Required actions =>
**a.** Answer these from the excerpt on gut diseases:
(i) At what age does screening colonoscopy start?
(ii) In which genetic carriers does celiac disease occur?
(iii) For what condition has fecal microbiota transplantation become a real therapy?
**b.** Decide whether each statement agrees with the excerpt on gut diseases, answering yes or no and quoting the words that settle it:
(i) A validated test exists for leaky gut.
(ii) Inflammatory bowel disease is diagnosed by endoscopy and biopsy.
(iii) Colorectal cancer largely arises from adenomatous polyps within less than five years.
**c.** Resume the excerpt on gut diseases after its last sentence, keeping its style.
======== Excerpt to read
Inflammatory bowel disease — Crohn's and ulcerative colitis — is a different beast. Genuine immune-mediated inflammation of the intestinal wall producing bloody diarrhea, weight loss, fistulae, strictures, and extra-intestinal manifestations. Diagnosed by endoscopy and biopsy, treated aggressively with biologics (anti-TNF, anti-integrin, anti-IL-23) and immunomodulators. Not the same as IBS and not a "leaky gut" story.
Celiac disease is autoimmune reaction to gluten in HLA-DQ2/DQ8 genetic carriers, causing small intestinal villous atrophy, malabsorption, and varied systemic symptoms. Lifelong strict gluten avoidance is the only real treatment. Non-celiac gluten sensitivity is a separate, less well-characterized entity that probably exists but is overdiagnosed.
Colorectal cancer is one of the most common cancers worldwide, largely arising from adenomatous polyps over 10+ years. Screening colonoscopy starting at 45 saves lives; the data are strong. Processed meat, heavy alcohol, obesity, and inactivity raise risk; fiber, exercise, and aspirin (in specific contexts) lower it.
"Leaky gut syndrome" is a popular framing that overstates real biology. Increased intestinal permeability exists and is associated with several diseases, but "leaky gut" as a standalone diagnosis driving every vague symptom is a functional medicine invention. There is no validated test, no targeted treatment, and most interventions marketed for it have no trials.
Interactions
Antibiotics disrupt the microbiome, sometimes for months. C. difficile infection is the most dangerous consequence and has made fecal microbiota transplantation a real therapy for recurrent C. diff. Probiotic products for general health have weaker data than marketing suggests; specific strains for specific conditions (certain pediatric diarrhea, pouchitis) have better evidence.
GLP-1, GIP, PYY, and cholecystokinin are intestinal hormones that regulate satiety, gastric emptying, and pancreatic secretion. GLP-1 agonists like semaglutide exploit this system pharmacologically. Incretin physiology explains why injected glucose produces less insulin release than oral glucose of the same dose.
================
======== Extracted material
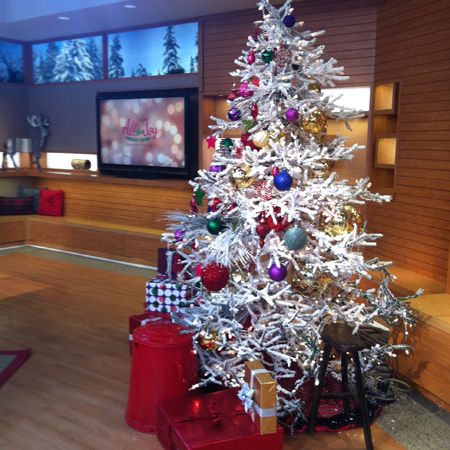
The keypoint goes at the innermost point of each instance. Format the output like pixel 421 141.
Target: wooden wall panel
pixel 413 47
pixel 12 230
pixel 350 38
pixel 131 205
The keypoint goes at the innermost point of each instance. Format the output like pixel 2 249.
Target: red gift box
pixel 140 320
pixel 211 422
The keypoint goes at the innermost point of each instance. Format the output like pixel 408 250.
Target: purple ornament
pixel 179 235
pixel 289 21
pixel 234 114
pixel 216 168
pixel 277 273
pixel 291 115
pixel 245 91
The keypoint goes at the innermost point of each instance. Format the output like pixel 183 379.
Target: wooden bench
pixel 115 218
pixel 125 243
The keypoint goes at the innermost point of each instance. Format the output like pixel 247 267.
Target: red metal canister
pixel 164 366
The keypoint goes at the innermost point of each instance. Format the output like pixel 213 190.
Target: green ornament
pixel 199 194
pixel 248 125
pixel 227 143
pixel 267 56
pixel 215 226
pixel 295 238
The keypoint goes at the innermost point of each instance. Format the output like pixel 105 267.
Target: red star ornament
pixel 211 140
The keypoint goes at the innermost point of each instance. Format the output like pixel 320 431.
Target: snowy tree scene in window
pixel 11 62
pixel 68 60
pixel 165 50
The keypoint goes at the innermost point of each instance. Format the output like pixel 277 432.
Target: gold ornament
pixel 278 136
pixel 239 276
pixel 343 221
pixel 240 176
pixel 311 287
pixel 315 123
pixel 353 215
pixel 320 169
pixel 261 138
pixel 209 341
pixel 315 87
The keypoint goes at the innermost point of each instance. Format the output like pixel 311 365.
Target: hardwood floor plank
pixel 72 393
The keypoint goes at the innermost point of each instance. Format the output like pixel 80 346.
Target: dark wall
pixel 71 108
pixel 13 111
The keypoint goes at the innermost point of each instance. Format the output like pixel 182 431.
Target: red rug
pixel 10 361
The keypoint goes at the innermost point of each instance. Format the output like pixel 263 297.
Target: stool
pixel 339 336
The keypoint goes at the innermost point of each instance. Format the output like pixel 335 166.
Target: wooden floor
pixel 72 392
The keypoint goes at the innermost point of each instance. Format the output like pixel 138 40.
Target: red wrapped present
pixel 169 258
pixel 212 422
pixel 139 320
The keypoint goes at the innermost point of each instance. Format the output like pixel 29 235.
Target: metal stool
pixel 339 336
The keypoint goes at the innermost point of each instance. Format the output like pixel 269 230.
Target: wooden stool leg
pixel 362 402
pixel 318 389
pixel 344 384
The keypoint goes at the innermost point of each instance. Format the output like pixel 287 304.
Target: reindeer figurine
pixel 40 131
pixel 9 149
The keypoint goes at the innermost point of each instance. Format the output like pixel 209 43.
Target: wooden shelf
pixel 386 98
pixel 95 177
pixel 385 151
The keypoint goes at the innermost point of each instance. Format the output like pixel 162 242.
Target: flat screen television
pixel 148 134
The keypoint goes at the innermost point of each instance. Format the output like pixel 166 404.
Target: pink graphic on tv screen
pixel 143 132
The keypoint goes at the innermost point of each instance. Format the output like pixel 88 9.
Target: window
pixel 11 62
pixel 68 60
pixel 153 51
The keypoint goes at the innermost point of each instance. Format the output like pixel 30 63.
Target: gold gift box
pixel 265 396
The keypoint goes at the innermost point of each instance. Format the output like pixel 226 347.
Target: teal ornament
pixel 227 144
pixel 215 226
pixel 283 181
pixel 267 56
pixel 295 238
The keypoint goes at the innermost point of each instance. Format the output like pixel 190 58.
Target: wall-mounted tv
pixel 148 134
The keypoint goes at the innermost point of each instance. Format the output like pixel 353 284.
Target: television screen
pixel 146 133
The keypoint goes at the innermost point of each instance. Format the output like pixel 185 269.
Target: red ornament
pixel 198 270
pixel 255 81
pixel 255 111
pixel 262 230
pixel 211 140
pixel 280 223
pixel 232 207
pixel 245 139
pixel 251 57
pixel 215 277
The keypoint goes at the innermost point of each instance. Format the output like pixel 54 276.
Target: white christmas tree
pixel 279 251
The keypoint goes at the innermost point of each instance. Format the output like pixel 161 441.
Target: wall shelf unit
pixel 384 135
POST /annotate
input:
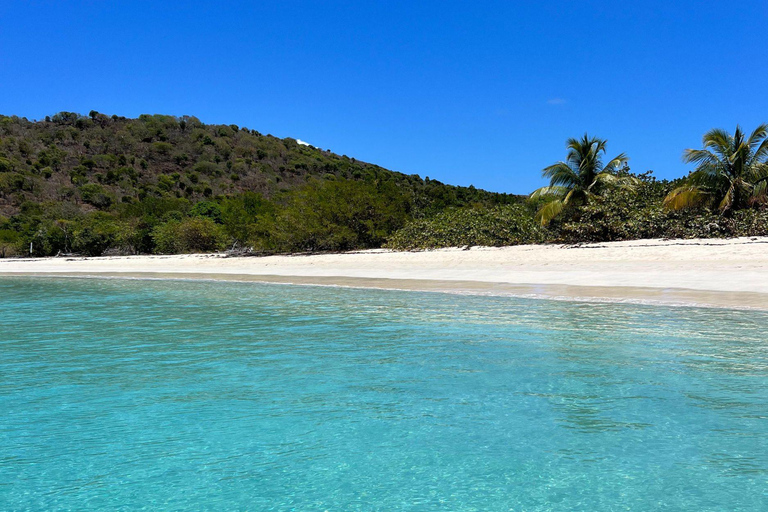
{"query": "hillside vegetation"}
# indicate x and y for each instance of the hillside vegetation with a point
(161, 184)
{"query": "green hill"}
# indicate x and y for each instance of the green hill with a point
(89, 184)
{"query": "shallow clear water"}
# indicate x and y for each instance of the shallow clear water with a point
(238, 396)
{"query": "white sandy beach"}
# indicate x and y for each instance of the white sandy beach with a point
(731, 273)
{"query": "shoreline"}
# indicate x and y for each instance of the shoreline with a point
(722, 273)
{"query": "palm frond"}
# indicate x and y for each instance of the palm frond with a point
(551, 191)
(549, 211)
(560, 174)
(758, 137)
(614, 164)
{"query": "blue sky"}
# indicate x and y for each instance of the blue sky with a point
(481, 93)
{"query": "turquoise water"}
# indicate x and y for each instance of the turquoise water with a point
(238, 396)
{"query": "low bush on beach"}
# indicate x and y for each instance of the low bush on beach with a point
(95, 184)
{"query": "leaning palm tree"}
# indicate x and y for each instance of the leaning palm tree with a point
(581, 178)
(732, 172)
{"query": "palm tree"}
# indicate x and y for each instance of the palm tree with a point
(581, 178)
(732, 171)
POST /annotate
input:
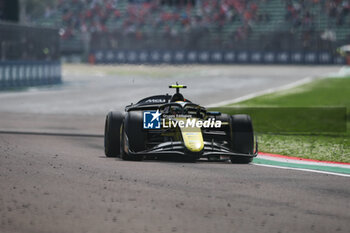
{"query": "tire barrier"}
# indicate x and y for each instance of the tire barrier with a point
(213, 57)
(16, 74)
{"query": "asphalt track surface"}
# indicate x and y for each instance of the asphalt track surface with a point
(54, 176)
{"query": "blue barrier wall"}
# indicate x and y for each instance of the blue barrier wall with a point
(214, 57)
(15, 74)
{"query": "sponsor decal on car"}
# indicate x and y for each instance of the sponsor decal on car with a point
(152, 120)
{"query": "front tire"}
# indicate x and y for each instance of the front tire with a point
(112, 133)
(133, 136)
(242, 138)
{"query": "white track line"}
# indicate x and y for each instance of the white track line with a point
(263, 92)
(302, 169)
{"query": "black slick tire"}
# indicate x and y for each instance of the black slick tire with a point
(242, 138)
(112, 133)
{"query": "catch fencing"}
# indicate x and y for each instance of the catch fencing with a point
(29, 56)
(213, 57)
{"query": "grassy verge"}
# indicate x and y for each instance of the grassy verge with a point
(320, 93)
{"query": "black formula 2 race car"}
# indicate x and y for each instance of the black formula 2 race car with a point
(170, 125)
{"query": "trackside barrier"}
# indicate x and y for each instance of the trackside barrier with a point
(213, 57)
(15, 74)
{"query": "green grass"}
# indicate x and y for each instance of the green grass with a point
(320, 146)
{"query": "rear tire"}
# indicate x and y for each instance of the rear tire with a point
(112, 133)
(242, 138)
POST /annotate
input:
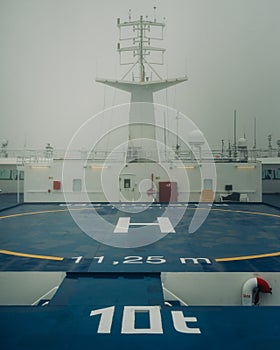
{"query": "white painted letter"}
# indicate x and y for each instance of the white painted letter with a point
(128, 323)
(180, 323)
(106, 319)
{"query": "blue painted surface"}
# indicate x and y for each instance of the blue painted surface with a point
(104, 277)
(229, 231)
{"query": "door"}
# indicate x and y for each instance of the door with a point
(127, 187)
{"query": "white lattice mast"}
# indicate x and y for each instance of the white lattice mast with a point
(141, 55)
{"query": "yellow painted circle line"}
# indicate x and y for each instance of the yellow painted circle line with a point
(47, 257)
(248, 257)
(43, 212)
(238, 258)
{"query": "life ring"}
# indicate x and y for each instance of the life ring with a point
(251, 290)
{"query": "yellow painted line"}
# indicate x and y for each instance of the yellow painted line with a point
(43, 212)
(240, 211)
(248, 257)
(8, 252)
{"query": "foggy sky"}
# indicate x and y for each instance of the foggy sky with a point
(52, 51)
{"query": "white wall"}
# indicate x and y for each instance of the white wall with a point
(101, 183)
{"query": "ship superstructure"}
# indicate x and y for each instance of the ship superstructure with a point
(135, 246)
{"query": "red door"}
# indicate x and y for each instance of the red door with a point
(168, 191)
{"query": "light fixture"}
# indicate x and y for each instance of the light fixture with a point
(245, 166)
(186, 167)
(99, 167)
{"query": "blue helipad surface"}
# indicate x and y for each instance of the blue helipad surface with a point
(234, 237)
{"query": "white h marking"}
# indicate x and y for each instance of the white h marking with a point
(163, 223)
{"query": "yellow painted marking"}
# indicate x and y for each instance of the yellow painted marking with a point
(8, 252)
(43, 212)
(248, 257)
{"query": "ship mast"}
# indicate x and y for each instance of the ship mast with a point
(138, 52)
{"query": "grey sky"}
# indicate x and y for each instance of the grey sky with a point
(52, 50)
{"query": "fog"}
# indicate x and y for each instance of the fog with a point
(52, 51)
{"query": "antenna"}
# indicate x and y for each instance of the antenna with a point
(255, 134)
(234, 136)
(140, 34)
(155, 13)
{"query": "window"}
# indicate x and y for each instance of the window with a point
(77, 185)
(126, 183)
(267, 174)
(277, 174)
(5, 174)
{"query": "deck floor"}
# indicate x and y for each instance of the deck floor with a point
(234, 237)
================
Outputs in order =>
**a.**
(i) 45
(ii) HLA-DQ2/DQ8 genetic carriers
(iii) Recurrent C. diff (C. difficile infection)

**b.**
(i) No: "There is no validated test"
(ii) Yes: "Diagnosed by endoscopy and biopsy"
(iii) No: "largely arising from adenomatous polyps over 10+ years"

**c.**
Fiber is the single most under-consumed nutrient in most industrial diets. Soluble fiber feeds the microbiome, produces short-chain fatty acids, improves lipids, and increases satiety. Target is roughly 25-35 g/day; most adults hit 10-15 g.
Honest take
The microbiome is real and important; the microbiome industry is roughly 80% marketing. Most direct-to-consumer microbiome tests have poor reproducibility and the "personalized recommendations" they generate are not validated against clinical outcomes. The interventions with actual evidence are boring: eat more fiber from diverse plant sources, limit ultra-processed foods, avoid unnecessary antibiotics, and get enough sleep. Fecal microbiota transplant for recurrent C. diff is the one microbiome intervention with strong RCT data. "Leaky gut" is a red flag when used as a standalone diagnosis — it almost always signals a provider who will sell you a long panel of supplements without the diagnostic workup your actual symptoms deserve.
Sources
- Rao et al., American Journal of Gastroenterology — ACG guideline on IBS.
- Rubin et al., American Journal of Gastroenterology — ACG guideline on ulcerative colitis.
- Lichtenstein et al., American Journal of Gastroenterology — ACG guideline on Crohn's disease.
- Human Microbiome Project Consortium, Nature — foundational human microbiome data.